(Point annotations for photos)
════════
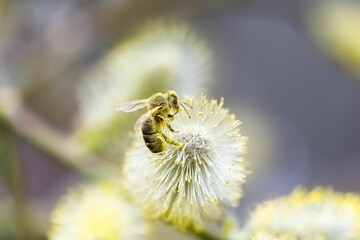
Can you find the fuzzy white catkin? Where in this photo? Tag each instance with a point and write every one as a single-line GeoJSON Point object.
{"type": "Point", "coordinates": [318, 214]}
{"type": "Point", "coordinates": [97, 211]}
{"type": "Point", "coordinates": [190, 186]}
{"type": "Point", "coordinates": [162, 55]}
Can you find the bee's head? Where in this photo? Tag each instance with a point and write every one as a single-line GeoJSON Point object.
{"type": "Point", "coordinates": [175, 103]}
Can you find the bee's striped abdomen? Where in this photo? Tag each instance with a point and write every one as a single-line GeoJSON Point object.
{"type": "Point", "coordinates": [153, 139]}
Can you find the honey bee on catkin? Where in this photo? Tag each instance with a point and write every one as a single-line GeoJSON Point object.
{"type": "Point", "coordinates": [162, 108]}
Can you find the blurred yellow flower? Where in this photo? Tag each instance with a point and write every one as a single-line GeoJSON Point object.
{"type": "Point", "coordinates": [320, 214]}
{"type": "Point", "coordinates": [97, 212]}
{"type": "Point", "coordinates": [190, 186]}
{"type": "Point", "coordinates": [163, 55]}
{"type": "Point", "coordinates": [336, 27]}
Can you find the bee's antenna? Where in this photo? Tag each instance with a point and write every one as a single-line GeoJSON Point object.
{"type": "Point", "coordinates": [182, 104]}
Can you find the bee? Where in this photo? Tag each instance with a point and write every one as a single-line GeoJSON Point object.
{"type": "Point", "coordinates": [162, 108]}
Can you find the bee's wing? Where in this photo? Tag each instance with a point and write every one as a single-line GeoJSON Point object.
{"type": "Point", "coordinates": [145, 116]}
{"type": "Point", "coordinates": [131, 106]}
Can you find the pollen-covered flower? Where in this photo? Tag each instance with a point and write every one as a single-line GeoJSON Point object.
{"type": "Point", "coordinates": [318, 214]}
{"type": "Point", "coordinates": [336, 27]}
{"type": "Point", "coordinates": [97, 212]}
{"type": "Point", "coordinates": [190, 185]}
{"type": "Point", "coordinates": [163, 55]}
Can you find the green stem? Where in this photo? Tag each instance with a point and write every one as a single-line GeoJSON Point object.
{"type": "Point", "coordinates": [25, 124]}
{"type": "Point", "coordinates": [12, 174]}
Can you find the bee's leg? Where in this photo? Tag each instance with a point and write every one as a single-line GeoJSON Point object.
{"type": "Point", "coordinates": [172, 141]}
{"type": "Point", "coordinates": [167, 122]}
{"type": "Point", "coordinates": [171, 128]}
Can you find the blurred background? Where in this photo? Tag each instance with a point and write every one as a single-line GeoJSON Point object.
{"type": "Point", "coordinates": [289, 70]}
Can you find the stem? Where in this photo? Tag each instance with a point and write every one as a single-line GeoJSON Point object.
{"type": "Point", "coordinates": [25, 124]}
{"type": "Point", "coordinates": [12, 174]}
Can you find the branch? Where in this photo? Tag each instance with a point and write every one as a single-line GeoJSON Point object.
{"type": "Point", "coordinates": [22, 122]}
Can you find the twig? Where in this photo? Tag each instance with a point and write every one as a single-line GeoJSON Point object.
{"type": "Point", "coordinates": [62, 148]}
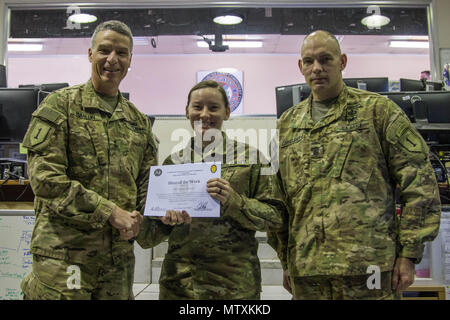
════════
STATED TASK: Reproduce every item above word for word, omitting the pictures.

ANSWER TO THIS PROBLEM:
Can you find the fuzzy white catkin? Where in this photo? Tag each instance with a point and write every one as a single-line GeoJSON Point object.
{"type": "Point", "coordinates": [318, 214]}
{"type": "Point", "coordinates": [97, 211]}
{"type": "Point", "coordinates": [190, 186]}
{"type": "Point", "coordinates": [162, 55]}
Can you find the bee's head? Where in this photo? Tag each instance with a point and write every one as a single-line GeoJSON Point object.
{"type": "Point", "coordinates": [175, 103]}
Can you find the bee's striped abdomen? Where in this photo? Tag each instance with a point and write every one as a single-line GeoJSON Point object.
{"type": "Point", "coordinates": [153, 139]}
Can you find the honey bee on catkin? Where in this photo? Tag each instance with a point and write every one as a single-line GeoJSON Point object.
{"type": "Point", "coordinates": [162, 108]}
Can you find the blurred yellow flower? Where in this photo? Tag each instance with a point and write every one as a single-line GeoJSON Point object.
{"type": "Point", "coordinates": [320, 214]}
{"type": "Point", "coordinates": [97, 212]}
{"type": "Point", "coordinates": [190, 186]}
{"type": "Point", "coordinates": [163, 55]}
{"type": "Point", "coordinates": [336, 27]}
Can you find the bee's antenna? Where in this photo? Tag each instance with a point and write every one as a single-line GeoJSON Point object.
{"type": "Point", "coordinates": [182, 104]}
Can you find the bee? Where in this photo? Tag each instance with a point and write every one as a single-line GeoJSON Point object.
{"type": "Point", "coordinates": [162, 108]}
Can you find the bee's wing? Where in this photo? Tag each instance with a point and write every one as a single-line GeoJSON Point object.
{"type": "Point", "coordinates": [145, 116]}
{"type": "Point", "coordinates": [131, 106]}
Can you find the pollen-covered flower? Where in this photo? Tag each instance with a point and write every one as a single-line GeoJSON Point object.
{"type": "Point", "coordinates": [318, 214]}
{"type": "Point", "coordinates": [336, 27]}
{"type": "Point", "coordinates": [97, 212]}
{"type": "Point", "coordinates": [190, 185]}
{"type": "Point", "coordinates": [163, 55]}
Can you find the green stem? Where in this photo? Tag each instance with a point and write every one as a single-line GeoJSON Point object.
{"type": "Point", "coordinates": [25, 124]}
{"type": "Point", "coordinates": [12, 174]}
Can you find the bee's leg? Where in this photo? Tag each instance with a point and write every one as a single-line GeoJSON Point object.
{"type": "Point", "coordinates": [172, 141]}
{"type": "Point", "coordinates": [167, 122]}
{"type": "Point", "coordinates": [171, 128]}
Can you find the blurred background? Where in this photo? Tag each instance with a point and write every one as a single-line GeoJSON Point object.
{"type": "Point", "coordinates": [289, 70]}
Can you find the stem? Where in this photo? Tag each instance with a point and write every one as a single-line GeoJSON Point object.
{"type": "Point", "coordinates": [25, 124]}
{"type": "Point", "coordinates": [12, 174]}
Can you find the branch? Where in this photo? Tag each instance with a point and write every one as a single-line GeoJSON Point object.
{"type": "Point", "coordinates": [22, 122]}
Can you find the twig? Where in this photo? Tag each instance with a point and write every one as a single-line GeoJSON Point object.
{"type": "Point", "coordinates": [62, 148]}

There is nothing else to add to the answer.